DIRECTIONS FOR THIS TASK
Render every line of the items below as a Markdown table with the columns Row and Line, numbering the rows and omitting blank lines.

INPUT ROWS
***

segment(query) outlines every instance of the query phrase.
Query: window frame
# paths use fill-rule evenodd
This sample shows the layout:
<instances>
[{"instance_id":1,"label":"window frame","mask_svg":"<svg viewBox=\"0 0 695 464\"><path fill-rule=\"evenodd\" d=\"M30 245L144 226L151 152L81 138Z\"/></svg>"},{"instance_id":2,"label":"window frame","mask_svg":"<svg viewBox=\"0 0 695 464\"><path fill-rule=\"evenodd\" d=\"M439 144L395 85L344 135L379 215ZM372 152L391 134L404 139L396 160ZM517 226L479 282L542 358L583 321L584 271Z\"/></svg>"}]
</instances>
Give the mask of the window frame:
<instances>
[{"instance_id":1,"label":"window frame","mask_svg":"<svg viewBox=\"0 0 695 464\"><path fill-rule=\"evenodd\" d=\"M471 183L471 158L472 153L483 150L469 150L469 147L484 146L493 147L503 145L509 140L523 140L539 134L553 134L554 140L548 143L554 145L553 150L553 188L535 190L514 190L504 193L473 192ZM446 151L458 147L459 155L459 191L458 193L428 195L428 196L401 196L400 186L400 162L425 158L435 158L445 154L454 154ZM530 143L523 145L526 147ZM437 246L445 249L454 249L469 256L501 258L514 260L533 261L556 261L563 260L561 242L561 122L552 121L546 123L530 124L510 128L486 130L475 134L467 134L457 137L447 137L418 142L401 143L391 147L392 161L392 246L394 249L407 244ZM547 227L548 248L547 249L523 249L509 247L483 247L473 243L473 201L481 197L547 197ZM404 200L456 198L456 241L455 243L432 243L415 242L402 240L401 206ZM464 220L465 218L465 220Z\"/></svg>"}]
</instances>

***

EXERCISE RESPONSE
| Row | Line |
|---|---|
| 1 | segment(query) outlines every instance of the query phrase. |
| 2 | Query: window frame |
| 3 | # paths use fill-rule evenodd |
| 4 | This sample shows the layout: |
| 5 | <instances> |
| 6 | [{"instance_id":1,"label":"window frame","mask_svg":"<svg viewBox=\"0 0 695 464\"><path fill-rule=\"evenodd\" d=\"M30 245L144 226L151 152L81 138Z\"/></svg>"},{"instance_id":2,"label":"window frame","mask_svg":"<svg viewBox=\"0 0 695 464\"><path fill-rule=\"evenodd\" d=\"M439 144L395 85L344 135L379 215ZM372 152L391 134L404 139L396 160ZM517 226L479 282L542 358L583 321L584 271Z\"/></svg>"}] |
| 7 | </instances> |
| 8 | Give the mask of the window frame: |
| 9 | <instances> |
| 10 | [{"instance_id":1,"label":"window frame","mask_svg":"<svg viewBox=\"0 0 695 464\"><path fill-rule=\"evenodd\" d=\"M471 183L471 158L472 153L483 150L469 150L469 147L484 146L493 147L503 145L509 140L523 140L539 134L553 134L554 140L548 143L554 145L553 150L553 188L535 190L514 190L504 193L473 192ZM446 151L458 147L459 155L459 191L458 193L428 195L428 196L401 196L400 186L400 162L425 158L435 158L445 154L454 154ZM530 143L523 145L526 147ZM437 246L445 249L454 249L469 256L501 258L514 260L533 261L556 261L563 260L561 242L561 122L552 121L546 123L530 124L510 128L486 130L475 134L467 134L457 137L447 137L418 142L401 143L391 147L392 161L392 246L394 249L407 244ZM547 227L548 248L547 249L523 249L509 247L483 247L473 243L473 201L481 197L547 197ZM404 200L456 198L456 241L455 243L432 243L415 242L402 240L401 206ZM464 220L465 218L465 220Z\"/></svg>"}] |
| 11 | </instances> |